READING TEXT:
==================================================

My wife and I recently watched a movie that won many awards. The acting in the movie proved worthy of its acclaim. The moral of the movie was another matter. The main message was, “When it comes to love, be true to yourself, no matter the cost.” The movie portrayed the main character sympathetically, despite the fact that, in the name of love, he destroyed his marriage and family and horribly damaged his daughter’s life. The cost, as it turned out, was paid mostly by others.
Is this love? The Bible calls it by its true name: “self-love.” Scripture assumes that we love ourselves. We naturally “cherish” our bodies so that we feed and clothe ourselves and guard our health, outwardly and inwardly (Eph. 5.28). This basic instinct for self-preservation is so strong that it provides a measure for how we love our neighbor (Lev. 19:18; Matt. 22:39). Yet, the Bible says that this self-regard can become excessive and descend into twisted forms of self-absorption and self-indulgence. This perverted self-love says, “What’s really important is my agenda, my goals, and my feelings, not yours.” In the words of Ayn Rand, “The world revolves around me.” Self-love insists on its own way. If its demands are not met, that’s when the pouting, whining, and tantrums begin. But that’s not where it ends. Self-love wants more.
Such a person’s “needs” (especially in the name of “love”) are raised above the needs of others, no matter how inconvenient, unpleasant, or harmful they are to others. Self-love elbows itself into a conversation, monopolizes the time, and demands the spotlight, even if it means crassly hijacking another’s moment of honor. Like Cupid, it is a childish predator and hardly cares if others have to pay the cost for what it fancies. Not surprisingly, the Bible says that the more we love ourselves, the less able we are to love others (2 Tim. 3:2–4). Self-love does not see them. It is near-sighted.
If you attempt to find fault with the reckless actions of this so-called love, you may hear the response, “But I must be true to myself”—which means being your worst self. This is a deluded form of love. It is often pursued under the pretense of “it’s OK as long as nobody gets hurt.” But it rarely sees the damage it causes. Anyone who has walked through the dark valley of the broken heart knows that such words are the convenient lie of self-love. When a Hollywood celebrity was challenged on his romantic relationship with his girlfriend’s young daughter, his answer was: “The heart wants what it wants. There’s no logic to those things. You meet someone, and you fall in love, and that’s that.” If asked the question, “Is love ever wrong?” the answer is, “Yes, when it leaves behind a trail of carnage.”
God says that love “does not insist on its own way” (1 Cor. 13:5). Love is not self-seeking. Real love does not have to have its own way because it does not live unto itself. It reins in selfish desires because it seeks a more noble purpose. The love that God acclaims denies itself, even when it has legitimate claims, needs, or rights. Love does not live to gratify itself at the expense of others. The love that emulates Christ is guided by these words:
Do nothing from selfish ambition or conceit, but in humility count others more significant than yourselves. Let each of you look not only to his own interests, but also to the interests of others. (Phil. 2:3–4)
Christ calls us to follow Him by denying ourselves and taking up our cross. This fulfills our great purpose, which is to love God and to love our neighbor as ourselves (Matt. 22:37–39). Love seeks the good of others, brings them joy, and builds them up. It asks: “What will encourage them? What will strengthen or comfort them? What will build them up or bring about peace?”

==================================================

EXERCISE INSTRUCTIONS: Reproduce word for word the passage of the essay on self-love above that lies between "God says that" and "others. (Phil. 2:3–4)", inclusive.

DATA:
==================================================

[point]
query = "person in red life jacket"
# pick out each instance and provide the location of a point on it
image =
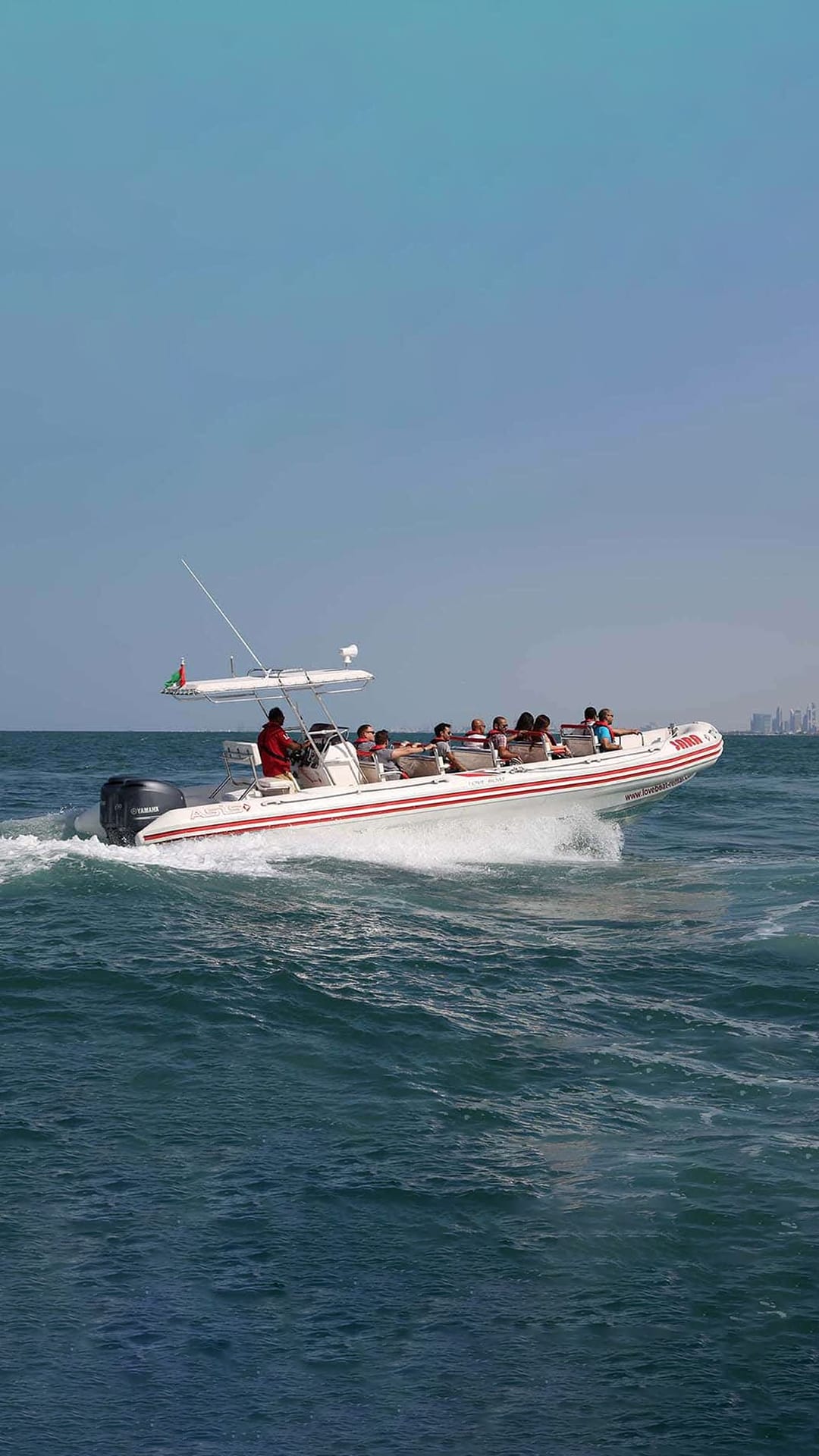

==================================================

SOLUTION TO THE PROBLEM:
God says that love “does not insist on its own way” (1 Cor. 13:5). Love is not self-seeking. Real love does not have to have its own way because it does not live unto itself. It reins in selfish desires because it seeks a more noble purpose. The love that God acclaims denies itself, even when it has legitimate claims, needs, or rights. Love does not live to gratify itself at the expense of others. The love that emulates Christ is guided by these words:
Do nothing from selfish ambition or conceit, but in humility count others more significant than yourselves. Let each of you look not only to his own interests, but also to the interests of others. (Phil. 2:3–4)